* Passage provided *
>> Start

# Apple iPod Touch 5th Generation Review



## Redcarmoose

There was a day in the Head-Fi timeline when the iPod was king. Those days are gone and rarely do you even see or read about anybody using one. They have somehow slipped from the limelight and have been replaced here by other DAPs. The audiophile market is fast changing and stuff is always being improved upon and replaced. This review is going to be slanted and biased due to me being a longtime Apple fan. I have currently an iPhone 1,2,3,4 and pretty much every iPod and an iPad 2. I own an iBook and 2014 Pro for whatever that's worth to state here? So if anything this review talks about how Apple has changed the Touch and how stuff has improved and changed. I'm going to talk about the interface and the sound of the 5th generation Touch as that's all I really care about with the unit.
 
 
Below is the Head-Fi thread that sold me on buying this device. Once again Head-Fi has helped remove my money.Lol.
 
 
http://www.head-fi.org/t/687395/apple-touch-5g-appreciation-thread
 
 
So the first thing I did after taking it out of the box was charge it for eight hours. I downloaded and upgraded to Apple iOS7.1.1 then added 320kbs MP3s. Rumor has it that we will see an upgrade to iOS7 to iOS8 on June 2nd 2014. There are speculations that 24 bit /192 kHz file formats will be supported. At that point I will add an addition to this review at the bottom.
 
 
 
The first thing you notice is this thing is thin. I feel they have reached the margin of thin here. A device any thinner would maybe break in half if you leaned up against a wall and it was in your pocket. The iPod generation 5 wins the award as the lowest weight Touch DAP I have ever seen. This thing gets sexy points for being as thin as it is. All the later Shuffle and Nano models are very light too but not as thin.IMO
 
Because of the bevel on the edge it gives you the perception that the thing is as thin a Ritz cracker at times. It is of course thicker but the trick of putting a bevel edge like a watch adds to the size misunderstanding.
 
 
Height: 4.86 inches (123.4 mm)
Width: 2.31 inches (58.6 mm)
Depth: 0.24 inch (6.1 mm)
Weight: 3.04 ounces (86 grams)
 
 
 
These are the specs on the lowest cost 16GB model priced at USD $229
 
 
    802.11a/b/g/n Wi-Fi (802.11n 2.4GHz and 5GHz)
    Bluetooth 4.0
    Maps: Location-based service
    Nike+ support built in
    FaceTime HD camera with 1.2MP photos and HD video (720p) up to 30 frames per second
    Face detection
    Tap to control exposure for video or stills
    Photo and video geotagging over Wi-Fi
    Lightning connector
    3.5-mm stereo headphone jack
    Built-in speaker
    Microphone
    Built-in rechargeable lithium-ion battery
    Music playback time: Up to 40 hours when fully charged
    Video playback time: Up to 8 hours when fully charged
    Charging times: Fast charge in about 2 hours (80% capacity), full charge in about 4 hours
    Frequency response: 20Hz to 20,000Hz

    Audio formats supported: AAC (8 to 320 Kbps), Protected AAC (from iTunes Store), HE-AAC, MP3 (8 to 320 Kbps),     MP3 VBR, Audible (formats 2, 3, 4, Audible Enhanced Audio, AAX, and AAX+), Apple Lossless, AIFF, and WAV
    User-configurable maximum volume limit
    AirPlay mirroring and video out to Apple TV (2nd and 3rd generation)

>> End

* Data records *
>> Start

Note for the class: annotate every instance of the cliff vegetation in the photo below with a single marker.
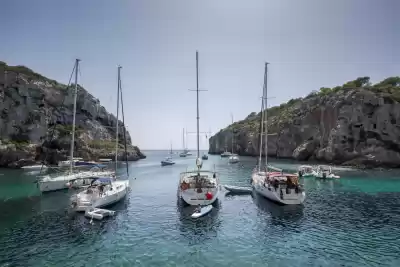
(36, 121)
(357, 123)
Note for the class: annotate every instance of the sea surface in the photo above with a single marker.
(353, 221)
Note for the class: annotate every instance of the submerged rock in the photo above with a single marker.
(349, 125)
(36, 121)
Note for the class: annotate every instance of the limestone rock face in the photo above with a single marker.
(36, 121)
(358, 126)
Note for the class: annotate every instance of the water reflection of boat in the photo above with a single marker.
(280, 214)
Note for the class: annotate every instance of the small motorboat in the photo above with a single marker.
(167, 161)
(34, 167)
(233, 159)
(307, 171)
(238, 189)
(199, 212)
(325, 172)
(226, 154)
(98, 214)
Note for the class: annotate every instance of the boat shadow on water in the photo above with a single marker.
(280, 214)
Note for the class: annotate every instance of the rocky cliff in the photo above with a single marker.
(36, 121)
(353, 124)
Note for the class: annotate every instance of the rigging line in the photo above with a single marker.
(55, 124)
(123, 123)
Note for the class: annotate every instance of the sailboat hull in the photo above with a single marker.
(120, 190)
(192, 198)
(279, 196)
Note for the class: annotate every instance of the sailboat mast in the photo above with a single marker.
(266, 115)
(232, 133)
(116, 131)
(197, 92)
(71, 162)
(261, 132)
(183, 139)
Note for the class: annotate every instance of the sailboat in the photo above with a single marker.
(277, 186)
(48, 183)
(106, 190)
(233, 158)
(168, 160)
(184, 152)
(226, 153)
(198, 187)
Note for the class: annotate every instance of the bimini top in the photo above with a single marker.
(103, 180)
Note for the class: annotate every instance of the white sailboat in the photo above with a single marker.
(277, 186)
(168, 160)
(183, 154)
(104, 191)
(234, 158)
(48, 183)
(198, 187)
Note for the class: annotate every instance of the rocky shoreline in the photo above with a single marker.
(36, 122)
(356, 124)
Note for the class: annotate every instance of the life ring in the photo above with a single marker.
(184, 186)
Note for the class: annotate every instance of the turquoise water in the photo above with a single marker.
(354, 221)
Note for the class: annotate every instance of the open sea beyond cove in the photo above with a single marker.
(352, 221)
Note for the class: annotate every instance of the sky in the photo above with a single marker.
(308, 43)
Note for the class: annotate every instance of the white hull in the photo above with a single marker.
(98, 214)
(277, 195)
(109, 197)
(204, 211)
(34, 167)
(48, 183)
(233, 159)
(192, 195)
(312, 174)
(327, 176)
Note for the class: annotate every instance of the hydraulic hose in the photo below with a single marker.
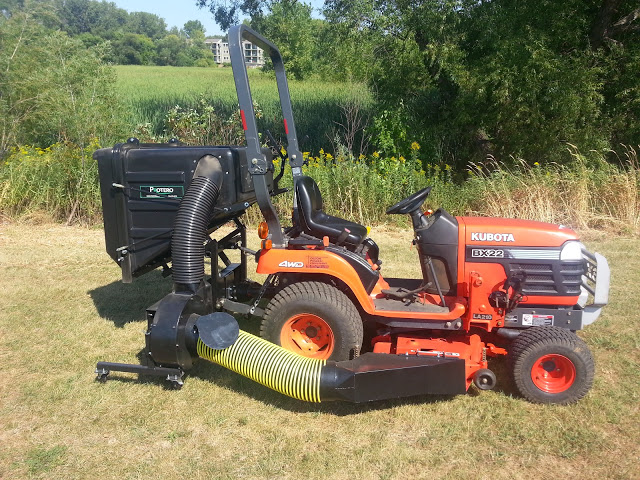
(187, 242)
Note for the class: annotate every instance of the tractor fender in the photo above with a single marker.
(317, 262)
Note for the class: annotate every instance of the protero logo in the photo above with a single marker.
(161, 190)
(156, 191)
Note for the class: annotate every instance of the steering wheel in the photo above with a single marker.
(410, 203)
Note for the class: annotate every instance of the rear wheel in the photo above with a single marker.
(315, 320)
(551, 365)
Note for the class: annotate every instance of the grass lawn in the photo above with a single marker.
(62, 308)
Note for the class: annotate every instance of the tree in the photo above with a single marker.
(134, 49)
(147, 24)
(193, 27)
(52, 88)
(498, 76)
(226, 13)
(290, 26)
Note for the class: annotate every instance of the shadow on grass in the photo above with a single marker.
(123, 303)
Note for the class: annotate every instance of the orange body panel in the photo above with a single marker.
(318, 261)
(278, 260)
(477, 280)
(511, 233)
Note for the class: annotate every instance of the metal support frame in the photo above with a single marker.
(257, 161)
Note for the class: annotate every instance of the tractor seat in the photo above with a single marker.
(315, 222)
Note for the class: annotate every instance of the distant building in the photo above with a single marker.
(253, 55)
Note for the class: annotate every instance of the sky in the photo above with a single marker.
(177, 12)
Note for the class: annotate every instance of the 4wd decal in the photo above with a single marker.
(161, 191)
(288, 264)
(482, 316)
(492, 237)
(318, 262)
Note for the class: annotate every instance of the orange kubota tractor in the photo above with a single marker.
(489, 286)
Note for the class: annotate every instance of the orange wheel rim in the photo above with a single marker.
(308, 335)
(553, 373)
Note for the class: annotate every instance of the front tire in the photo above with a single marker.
(315, 320)
(551, 365)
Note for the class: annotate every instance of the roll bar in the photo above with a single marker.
(257, 161)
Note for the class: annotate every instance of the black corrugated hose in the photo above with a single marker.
(187, 242)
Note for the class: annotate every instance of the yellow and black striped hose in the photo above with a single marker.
(270, 365)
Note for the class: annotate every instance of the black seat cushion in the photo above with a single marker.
(316, 222)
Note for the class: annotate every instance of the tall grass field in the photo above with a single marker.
(63, 308)
(149, 93)
(60, 182)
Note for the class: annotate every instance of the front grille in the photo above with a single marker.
(550, 278)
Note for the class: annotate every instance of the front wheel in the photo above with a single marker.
(315, 320)
(551, 365)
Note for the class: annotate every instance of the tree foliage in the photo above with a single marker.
(499, 77)
(52, 88)
(289, 25)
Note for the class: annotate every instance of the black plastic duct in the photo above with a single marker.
(189, 232)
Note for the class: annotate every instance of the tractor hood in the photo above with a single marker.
(511, 232)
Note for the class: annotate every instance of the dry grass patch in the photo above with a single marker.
(62, 308)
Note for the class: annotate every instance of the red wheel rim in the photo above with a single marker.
(308, 335)
(553, 373)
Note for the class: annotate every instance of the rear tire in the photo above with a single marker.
(315, 320)
(551, 365)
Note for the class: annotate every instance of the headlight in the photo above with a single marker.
(572, 251)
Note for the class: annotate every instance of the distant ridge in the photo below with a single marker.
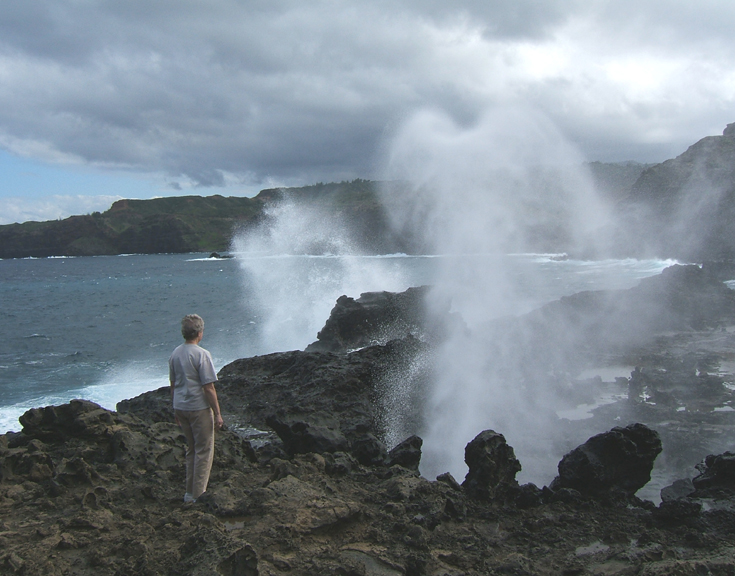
(683, 208)
(186, 223)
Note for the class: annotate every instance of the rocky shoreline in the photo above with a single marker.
(307, 480)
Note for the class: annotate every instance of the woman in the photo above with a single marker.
(192, 377)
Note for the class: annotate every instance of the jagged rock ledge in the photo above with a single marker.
(304, 484)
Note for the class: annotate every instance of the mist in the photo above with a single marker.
(473, 194)
(295, 264)
(507, 183)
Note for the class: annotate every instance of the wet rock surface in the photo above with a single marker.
(306, 481)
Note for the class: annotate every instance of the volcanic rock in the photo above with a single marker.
(618, 460)
(492, 466)
(374, 318)
(716, 470)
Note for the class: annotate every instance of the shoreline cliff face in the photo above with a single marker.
(304, 482)
(683, 208)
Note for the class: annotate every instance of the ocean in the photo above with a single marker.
(102, 328)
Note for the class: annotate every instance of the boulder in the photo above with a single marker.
(78, 418)
(300, 437)
(492, 466)
(407, 453)
(716, 471)
(618, 460)
(374, 318)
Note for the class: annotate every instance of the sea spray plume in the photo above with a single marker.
(296, 262)
(508, 183)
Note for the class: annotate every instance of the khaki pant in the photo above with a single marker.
(198, 427)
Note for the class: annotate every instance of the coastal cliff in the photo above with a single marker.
(683, 208)
(305, 482)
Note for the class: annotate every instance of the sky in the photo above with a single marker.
(102, 99)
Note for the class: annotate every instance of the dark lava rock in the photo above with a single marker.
(679, 489)
(77, 418)
(492, 466)
(301, 437)
(407, 453)
(618, 460)
(374, 318)
(716, 470)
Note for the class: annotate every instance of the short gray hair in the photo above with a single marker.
(191, 325)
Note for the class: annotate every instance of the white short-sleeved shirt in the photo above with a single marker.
(190, 367)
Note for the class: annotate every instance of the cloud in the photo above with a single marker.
(228, 91)
(55, 207)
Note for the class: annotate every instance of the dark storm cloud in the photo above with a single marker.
(243, 91)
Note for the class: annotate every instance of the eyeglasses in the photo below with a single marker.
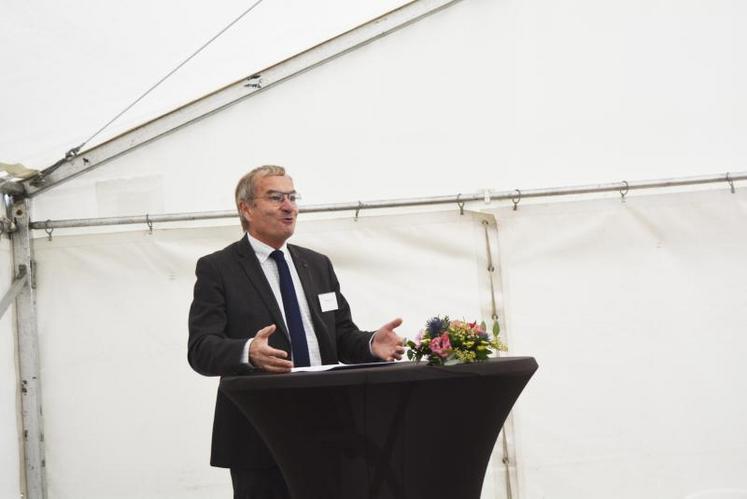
(277, 198)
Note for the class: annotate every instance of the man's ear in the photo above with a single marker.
(246, 210)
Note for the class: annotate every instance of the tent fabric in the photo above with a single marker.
(634, 312)
(10, 468)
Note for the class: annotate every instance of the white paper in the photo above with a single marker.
(328, 301)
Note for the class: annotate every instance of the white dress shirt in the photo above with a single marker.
(270, 269)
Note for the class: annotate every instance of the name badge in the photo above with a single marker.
(328, 301)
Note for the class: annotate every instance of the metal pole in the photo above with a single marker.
(401, 203)
(15, 288)
(28, 358)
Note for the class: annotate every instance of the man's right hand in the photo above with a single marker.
(263, 356)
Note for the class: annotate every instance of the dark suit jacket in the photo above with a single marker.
(232, 301)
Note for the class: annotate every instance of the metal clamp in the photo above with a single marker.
(460, 204)
(731, 183)
(624, 191)
(48, 230)
(515, 199)
(254, 81)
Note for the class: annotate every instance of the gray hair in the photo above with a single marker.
(246, 188)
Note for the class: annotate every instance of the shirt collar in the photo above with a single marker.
(263, 250)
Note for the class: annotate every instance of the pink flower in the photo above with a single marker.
(441, 346)
(419, 337)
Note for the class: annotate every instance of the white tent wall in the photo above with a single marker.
(10, 468)
(126, 417)
(635, 314)
(513, 94)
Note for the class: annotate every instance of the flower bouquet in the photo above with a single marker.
(447, 342)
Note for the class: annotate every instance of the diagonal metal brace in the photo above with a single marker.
(18, 283)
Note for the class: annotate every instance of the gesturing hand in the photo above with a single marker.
(387, 345)
(263, 356)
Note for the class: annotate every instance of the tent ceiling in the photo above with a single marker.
(77, 64)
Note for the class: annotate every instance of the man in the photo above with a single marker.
(263, 304)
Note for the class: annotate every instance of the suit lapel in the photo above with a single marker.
(311, 291)
(250, 264)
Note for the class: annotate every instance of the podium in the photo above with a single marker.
(394, 431)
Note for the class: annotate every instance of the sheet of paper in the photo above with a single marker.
(336, 367)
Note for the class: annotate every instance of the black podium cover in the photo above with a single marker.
(403, 430)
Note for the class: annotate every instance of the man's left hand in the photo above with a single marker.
(386, 344)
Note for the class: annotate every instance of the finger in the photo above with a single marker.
(392, 324)
(265, 331)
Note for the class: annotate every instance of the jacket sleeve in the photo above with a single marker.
(210, 351)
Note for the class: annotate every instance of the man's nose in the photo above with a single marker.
(287, 205)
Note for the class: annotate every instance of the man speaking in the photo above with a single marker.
(263, 304)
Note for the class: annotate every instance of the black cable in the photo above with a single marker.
(74, 151)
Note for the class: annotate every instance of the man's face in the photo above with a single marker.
(270, 222)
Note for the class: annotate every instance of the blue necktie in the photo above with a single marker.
(292, 312)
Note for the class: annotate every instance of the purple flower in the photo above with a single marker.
(441, 346)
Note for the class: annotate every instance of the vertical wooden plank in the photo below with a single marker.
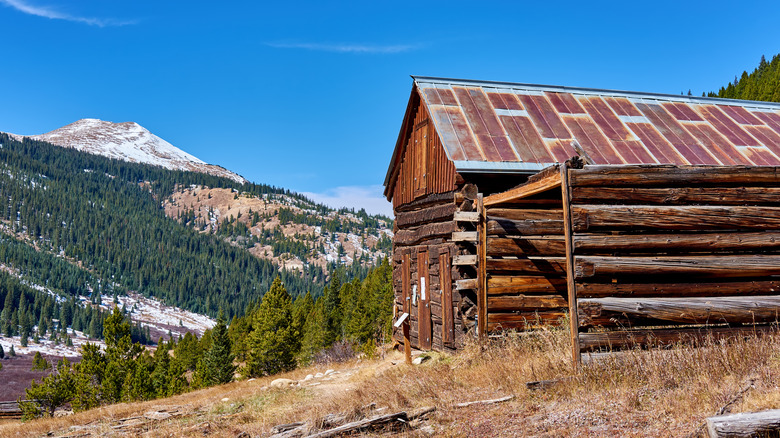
(481, 270)
(424, 301)
(572, 292)
(407, 306)
(445, 279)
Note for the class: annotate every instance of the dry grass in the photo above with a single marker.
(637, 393)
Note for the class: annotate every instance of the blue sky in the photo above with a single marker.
(309, 95)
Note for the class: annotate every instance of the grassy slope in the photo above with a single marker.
(657, 393)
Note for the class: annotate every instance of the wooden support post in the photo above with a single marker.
(574, 324)
(481, 271)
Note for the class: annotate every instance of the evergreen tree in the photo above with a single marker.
(54, 391)
(274, 343)
(218, 367)
(39, 363)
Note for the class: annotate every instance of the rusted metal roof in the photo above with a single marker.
(508, 127)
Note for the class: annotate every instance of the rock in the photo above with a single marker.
(157, 416)
(62, 413)
(282, 383)
(420, 359)
(427, 430)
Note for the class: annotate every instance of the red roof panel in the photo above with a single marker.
(502, 122)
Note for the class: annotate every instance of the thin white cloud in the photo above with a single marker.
(47, 12)
(347, 48)
(357, 197)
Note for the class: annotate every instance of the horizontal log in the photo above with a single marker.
(464, 236)
(528, 246)
(719, 288)
(436, 213)
(507, 303)
(525, 284)
(588, 217)
(675, 176)
(523, 214)
(621, 339)
(745, 424)
(712, 266)
(467, 284)
(589, 243)
(535, 266)
(466, 216)
(704, 310)
(523, 320)
(524, 227)
(427, 201)
(424, 232)
(676, 195)
(550, 181)
(464, 260)
(467, 192)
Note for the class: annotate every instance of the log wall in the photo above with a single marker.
(661, 252)
(433, 279)
(525, 259)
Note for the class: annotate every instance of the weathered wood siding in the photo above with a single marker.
(424, 168)
(525, 261)
(661, 252)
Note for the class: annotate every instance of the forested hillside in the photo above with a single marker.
(81, 224)
(762, 84)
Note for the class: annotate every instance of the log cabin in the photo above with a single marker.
(633, 217)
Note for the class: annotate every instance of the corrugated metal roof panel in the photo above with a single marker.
(508, 127)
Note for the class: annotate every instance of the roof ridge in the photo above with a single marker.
(595, 91)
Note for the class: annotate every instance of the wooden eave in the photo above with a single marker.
(398, 152)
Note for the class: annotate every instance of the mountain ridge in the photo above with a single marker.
(128, 141)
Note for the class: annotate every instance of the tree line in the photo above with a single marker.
(276, 333)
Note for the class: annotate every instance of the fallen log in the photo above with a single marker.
(485, 402)
(747, 424)
(356, 426)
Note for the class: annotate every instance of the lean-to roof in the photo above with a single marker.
(490, 127)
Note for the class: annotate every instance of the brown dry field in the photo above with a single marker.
(656, 393)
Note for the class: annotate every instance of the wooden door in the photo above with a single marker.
(448, 324)
(424, 303)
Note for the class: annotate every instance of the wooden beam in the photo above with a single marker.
(464, 260)
(464, 236)
(745, 424)
(467, 284)
(574, 324)
(702, 289)
(624, 338)
(610, 243)
(687, 310)
(694, 217)
(503, 303)
(482, 318)
(670, 175)
(542, 185)
(726, 266)
(677, 195)
(466, 216)
(527, 246)
(529, 266)
(524, 284)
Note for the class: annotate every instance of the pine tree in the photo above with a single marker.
(55, 390)
(218, 361)
(39, 363)
(274, 343)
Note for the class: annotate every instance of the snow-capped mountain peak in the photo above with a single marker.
(131, 142)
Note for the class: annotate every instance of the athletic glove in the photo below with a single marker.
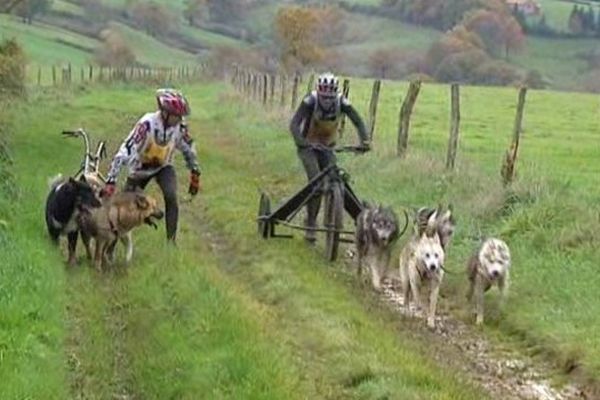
(194, 182)
(365, 146)
(109, 189)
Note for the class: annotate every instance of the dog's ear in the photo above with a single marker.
(430, 227)
(142, 202)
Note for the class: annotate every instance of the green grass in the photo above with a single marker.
(149, 51)
(41, 42)
(549, 220)
(210, 38)
(178, 5)
(235, 318)
(67, 7)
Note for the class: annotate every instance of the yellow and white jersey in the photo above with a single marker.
(150, 147)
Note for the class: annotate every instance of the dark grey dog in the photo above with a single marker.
(445, 224)
(376, 232)
(67, 198)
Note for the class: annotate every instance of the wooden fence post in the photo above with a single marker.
(405, 113)
(454, 126)
(283, 82)
(295, 91)
(265, 88)
(310, 84)
(508, 166)
(373, 107)
(254, 86)
(272, 94)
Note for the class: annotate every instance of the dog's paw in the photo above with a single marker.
(431, 323)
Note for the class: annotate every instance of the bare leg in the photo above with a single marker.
(435, 289)
(72, 240)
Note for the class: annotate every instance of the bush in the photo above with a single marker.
(459, 67)
(495, 72)
(12, 68)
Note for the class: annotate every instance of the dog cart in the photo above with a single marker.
(333, 184)
(90, 165)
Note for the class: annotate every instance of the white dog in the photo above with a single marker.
(487, 267)
(422, 262)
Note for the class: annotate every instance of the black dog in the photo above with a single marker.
(68, 198)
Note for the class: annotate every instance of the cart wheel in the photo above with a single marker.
(264, 209)
(334, 212)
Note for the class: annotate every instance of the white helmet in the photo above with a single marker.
(327, 84)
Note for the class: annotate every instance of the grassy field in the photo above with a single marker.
(225, 315)
(45, 44)
(150, 51)
(549, 219)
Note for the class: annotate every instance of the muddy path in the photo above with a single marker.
(502, 370)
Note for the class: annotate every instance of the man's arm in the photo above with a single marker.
(130, 146)
(185, 144)
(300, 118)
(351, 112)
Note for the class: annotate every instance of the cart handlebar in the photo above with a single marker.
(340, 149)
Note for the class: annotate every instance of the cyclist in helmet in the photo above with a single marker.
(315, 124)
(148, 152)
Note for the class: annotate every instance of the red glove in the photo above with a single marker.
(109, 190)
(194, 183)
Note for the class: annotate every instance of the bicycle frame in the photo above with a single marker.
(91, 162)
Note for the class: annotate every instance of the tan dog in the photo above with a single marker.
(487, 267)
(422, 262)
(115, 220)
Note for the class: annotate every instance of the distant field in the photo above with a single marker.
(41, 42)
(150, 51)
(68, 7)
(551, 225)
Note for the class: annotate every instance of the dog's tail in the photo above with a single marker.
(55, 181)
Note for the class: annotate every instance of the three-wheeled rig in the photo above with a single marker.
(333, 184)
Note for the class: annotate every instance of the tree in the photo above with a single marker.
(12, 68)
(575, 21)
(499, 32)
(331, 25)
(28, 9)
(227, 10)
(297, 35)
(195, 10)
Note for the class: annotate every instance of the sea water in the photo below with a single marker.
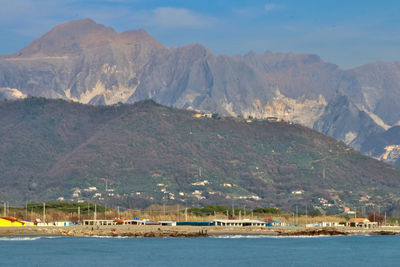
(210, 251)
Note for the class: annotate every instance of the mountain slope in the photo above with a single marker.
(90, 63)
(149, 153)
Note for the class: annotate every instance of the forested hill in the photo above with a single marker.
(145, 153)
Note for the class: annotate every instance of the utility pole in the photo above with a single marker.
(44, 212)
(306, 216)
(164, 210)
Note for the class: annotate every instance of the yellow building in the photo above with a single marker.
(10, 222)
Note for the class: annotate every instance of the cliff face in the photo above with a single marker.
(90, 63)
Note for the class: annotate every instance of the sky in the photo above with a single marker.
(348, 33)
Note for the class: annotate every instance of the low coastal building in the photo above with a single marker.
(361, 223)
(238, 223)
(323, 224)
(10, 222)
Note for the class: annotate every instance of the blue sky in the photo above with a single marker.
(348, 33)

>> End

* Required work *
A. Summarize the iPod Touch review in two sentences.
B. Retype the part of the iPod Touch review starting at "Because of the" and ending at "inches (123.4 mm)".

* Responses in order *
A. Writing as a longtime Apple fan, the reviewer observes that the iPod has slipped from the limelight on Head-Fi and sets out to cover the interface and sound of the 5th generation Touch, which was charged, upgraded to iOS 7.1.1 and loaded with 320kbs MP3s. The device is praised as remarkably thin and light, and the 16GB model, priced at USD $229, supports formats including AAC, MP3, Apple Lossless, AIFF and WAV and offers up to 40 hours of music playback.

B.
Because of the bevel on the edge it gives you the perception that the thing is as thin a Ritz cracker at times. It is of course thicker but the trick of putting a bevel edge like a watch adds to the size misunderstanding.
 
 
Height: 4.86 inches (123.4 mm)